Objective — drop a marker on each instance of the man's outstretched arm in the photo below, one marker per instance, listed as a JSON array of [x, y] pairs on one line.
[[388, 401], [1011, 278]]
=-=-=
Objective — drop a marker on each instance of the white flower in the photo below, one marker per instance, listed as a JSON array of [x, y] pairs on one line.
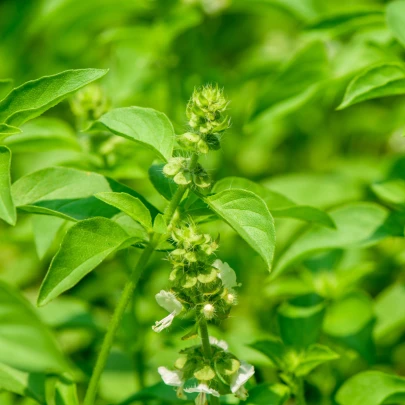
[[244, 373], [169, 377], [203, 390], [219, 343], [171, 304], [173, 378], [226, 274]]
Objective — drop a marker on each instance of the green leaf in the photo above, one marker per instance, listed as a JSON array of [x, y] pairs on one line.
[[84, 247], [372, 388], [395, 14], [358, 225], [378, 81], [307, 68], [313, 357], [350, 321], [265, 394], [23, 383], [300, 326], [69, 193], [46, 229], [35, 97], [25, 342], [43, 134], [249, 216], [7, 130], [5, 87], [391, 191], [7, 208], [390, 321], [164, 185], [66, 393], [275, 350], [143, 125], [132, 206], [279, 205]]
=-=-=
■ Prompt ■
Please extract the rows between the lines holding "Objective — drop a marker on each instance of the man's" and "[[388, 401], [1011, 278]]", inclusive, and repeat them with no changes.

■ Complete answer ■
Objective — drop a marker on each instance of the man's outstretched arm in the photo below, one marker per instance, listed as a JSON array of [x, y] pairs on one line.
[[388, 401], [1011, 278]]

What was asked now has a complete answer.